• _Work item_
Exactly as written, set down every entry once more.

• _Task inputs_
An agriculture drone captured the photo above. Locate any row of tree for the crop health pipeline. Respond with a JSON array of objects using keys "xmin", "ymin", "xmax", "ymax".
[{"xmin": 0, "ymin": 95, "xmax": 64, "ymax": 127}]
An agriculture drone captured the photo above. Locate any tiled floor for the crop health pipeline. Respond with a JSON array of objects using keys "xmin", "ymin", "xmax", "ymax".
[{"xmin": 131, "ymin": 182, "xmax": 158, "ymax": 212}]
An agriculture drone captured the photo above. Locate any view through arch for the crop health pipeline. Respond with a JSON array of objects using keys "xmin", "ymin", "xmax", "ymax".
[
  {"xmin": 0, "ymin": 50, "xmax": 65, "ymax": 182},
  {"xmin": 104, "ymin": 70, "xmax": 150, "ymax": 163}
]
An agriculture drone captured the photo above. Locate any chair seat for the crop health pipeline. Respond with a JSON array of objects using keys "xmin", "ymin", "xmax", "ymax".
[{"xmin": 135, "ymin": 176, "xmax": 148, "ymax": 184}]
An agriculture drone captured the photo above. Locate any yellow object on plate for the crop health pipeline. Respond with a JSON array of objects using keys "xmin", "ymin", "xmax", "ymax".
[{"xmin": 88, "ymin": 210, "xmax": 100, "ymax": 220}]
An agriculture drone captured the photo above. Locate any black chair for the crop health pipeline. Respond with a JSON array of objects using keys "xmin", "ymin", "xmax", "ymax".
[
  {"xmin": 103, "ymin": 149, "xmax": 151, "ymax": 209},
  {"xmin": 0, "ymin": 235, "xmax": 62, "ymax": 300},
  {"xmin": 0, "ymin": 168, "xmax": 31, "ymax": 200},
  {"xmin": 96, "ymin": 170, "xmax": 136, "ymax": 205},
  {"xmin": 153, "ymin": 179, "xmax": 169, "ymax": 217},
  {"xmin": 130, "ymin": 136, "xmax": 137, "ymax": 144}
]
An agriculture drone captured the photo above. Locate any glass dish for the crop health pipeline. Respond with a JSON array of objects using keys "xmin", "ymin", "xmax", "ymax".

• _Response below_
An agriculture drone captured the photo above. Locate any row of tree for the crop health pipeline. Respond with a JSON array of objects using keys "xmin", "ymin", "xmax", "ymax".
[{"xmin": 0, "ymin": 95, "xmax": 64, "ymax": 127}]
An agriculture drone captured the photo above. Locate any tiled floor for the crop health pipeline. Respond with a JSON array of objects using keys "xmin", "ymin", "xmax", "ymax".
[{"xmin": 131, "ymin": 182, "xmax": 158, "ymax": 212}]
An agriculture drone captured the photo above. Locate any view through arch for the crop health pipeline. Respond with a JSON array of objects using keys "xmin", "ymin", "xmax", "ymax".
[
  {"xmin": 0, "ymin": 50, "xmax": 65, "ymax": 182},
  {"xmin": 104, "ymin": 70, "xmax": 150, "ymax": 163}
]
An agriculture drone captured the photo above. Locate any chair seat for the crop health pipeline. Respond with a JSON array of objects using keys "xmin", "ymin", "xmax", "ymax".
[{"xmin": 135, "ymin": 176, "xmax": 148, "ymax": 184}]
An agriculture drone captured the photo above. Locate any yellow object on plate for the crop health pipeline. Respond with a JSON array of objects using keys "xmin", "ymin", "xmax", "ymax".
[{"xmin": 88, "ymin": 210, "xmax": 100, "ymax": 220}]
An agriculture drone captured the photo above. Locate any black chair for the crop health pipeline. Respond with a JSON array of objects using keys "xmin", "ymin", "xmax", "ymax".
[
  {"xmin": 103, "ymin": 149, "xmax": 151, "ymax": 209},
  {"xmin": 0, "ymin": 235, "xmax": 62, "ymax": 300},
  {"xmin": 0, "ymin": 168, "xmax": 31, "ymax": 200},
  {"xmin": 96, "ymin": 170, "xmax": 136, "ymax": 205},
  {"xmin": 153, "ymin": 179, "xmax": 169, "ymax": 217},
  {"xmin": 130, "ymin": 136, "xmax": 137, "ymax": 144}
]
An agriculture drone captured the photo above. Locate any glass dish for the crop health pipeline. Respond with a JSON array of objects using keys "xmin", "ymin", "xmax", "ymax".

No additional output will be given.